**What is asked**
Convert the lines of the data below, from the line containing "Task: find each instance of the racket strings" through the end of the data, inclusive, into a JSON list of strings with one string per line. Omit any blank lines.

Dataset rows on where objects appear
※ ※ ※

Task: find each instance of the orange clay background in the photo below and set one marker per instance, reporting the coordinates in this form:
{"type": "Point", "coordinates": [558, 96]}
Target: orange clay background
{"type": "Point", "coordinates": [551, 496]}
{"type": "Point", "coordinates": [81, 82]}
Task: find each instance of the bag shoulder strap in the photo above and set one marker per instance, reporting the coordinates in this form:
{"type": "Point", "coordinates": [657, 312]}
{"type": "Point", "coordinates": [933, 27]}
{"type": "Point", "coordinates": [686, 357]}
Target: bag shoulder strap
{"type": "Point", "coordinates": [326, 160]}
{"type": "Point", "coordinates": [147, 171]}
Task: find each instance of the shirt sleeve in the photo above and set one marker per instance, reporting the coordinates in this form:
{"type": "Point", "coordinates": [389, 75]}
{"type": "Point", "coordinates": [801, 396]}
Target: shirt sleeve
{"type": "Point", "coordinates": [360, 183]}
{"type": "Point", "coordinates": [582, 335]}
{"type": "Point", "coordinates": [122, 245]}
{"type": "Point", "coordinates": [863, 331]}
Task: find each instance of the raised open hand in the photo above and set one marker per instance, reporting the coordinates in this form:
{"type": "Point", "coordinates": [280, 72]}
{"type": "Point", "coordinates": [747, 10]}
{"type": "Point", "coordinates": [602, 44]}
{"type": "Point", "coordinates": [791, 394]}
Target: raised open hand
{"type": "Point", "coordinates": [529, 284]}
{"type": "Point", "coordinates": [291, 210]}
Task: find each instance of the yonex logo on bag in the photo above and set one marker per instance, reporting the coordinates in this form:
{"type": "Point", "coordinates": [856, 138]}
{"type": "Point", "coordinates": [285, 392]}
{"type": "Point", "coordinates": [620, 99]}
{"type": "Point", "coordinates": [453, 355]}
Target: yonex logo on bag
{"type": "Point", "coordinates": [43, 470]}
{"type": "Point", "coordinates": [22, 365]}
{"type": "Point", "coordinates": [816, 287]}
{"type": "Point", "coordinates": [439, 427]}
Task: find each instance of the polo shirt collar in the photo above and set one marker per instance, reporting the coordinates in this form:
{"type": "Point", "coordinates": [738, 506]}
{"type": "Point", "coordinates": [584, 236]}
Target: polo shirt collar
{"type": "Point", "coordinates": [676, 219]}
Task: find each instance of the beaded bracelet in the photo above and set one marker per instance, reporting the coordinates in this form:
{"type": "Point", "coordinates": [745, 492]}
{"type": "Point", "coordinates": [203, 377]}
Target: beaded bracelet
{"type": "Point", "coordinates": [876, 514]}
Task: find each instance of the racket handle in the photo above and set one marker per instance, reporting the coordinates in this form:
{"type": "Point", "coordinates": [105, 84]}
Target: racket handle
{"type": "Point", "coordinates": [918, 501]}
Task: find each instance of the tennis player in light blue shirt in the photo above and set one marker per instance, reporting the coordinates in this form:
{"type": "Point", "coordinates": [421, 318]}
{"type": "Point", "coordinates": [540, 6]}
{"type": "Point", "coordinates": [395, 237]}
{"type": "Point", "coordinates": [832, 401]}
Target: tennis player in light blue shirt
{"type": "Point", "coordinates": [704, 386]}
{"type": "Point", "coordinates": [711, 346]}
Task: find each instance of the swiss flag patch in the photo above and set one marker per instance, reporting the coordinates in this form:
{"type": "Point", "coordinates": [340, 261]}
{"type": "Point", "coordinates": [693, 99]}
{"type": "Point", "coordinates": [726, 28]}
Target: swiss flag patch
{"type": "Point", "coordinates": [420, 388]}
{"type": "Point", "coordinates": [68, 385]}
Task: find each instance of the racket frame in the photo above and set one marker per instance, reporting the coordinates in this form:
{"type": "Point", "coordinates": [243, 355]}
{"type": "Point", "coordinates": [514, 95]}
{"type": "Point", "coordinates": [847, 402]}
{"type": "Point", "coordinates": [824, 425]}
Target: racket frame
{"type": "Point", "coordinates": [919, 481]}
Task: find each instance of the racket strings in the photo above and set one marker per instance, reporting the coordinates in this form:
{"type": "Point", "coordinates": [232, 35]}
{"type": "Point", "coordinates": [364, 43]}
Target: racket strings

※ ※ ※

**Answer to this task**
[
  "Task: find each instance of the racket strings in the photo above and set one marker per instance, reporting the coordinates in this form:",
  "{\"type\": \"Point\", \"coordinates\": [232, 35]}",
  "{\"type\": \"Point\", \"coordinates\": [364, 43]}",
  "Target: racket strings"
]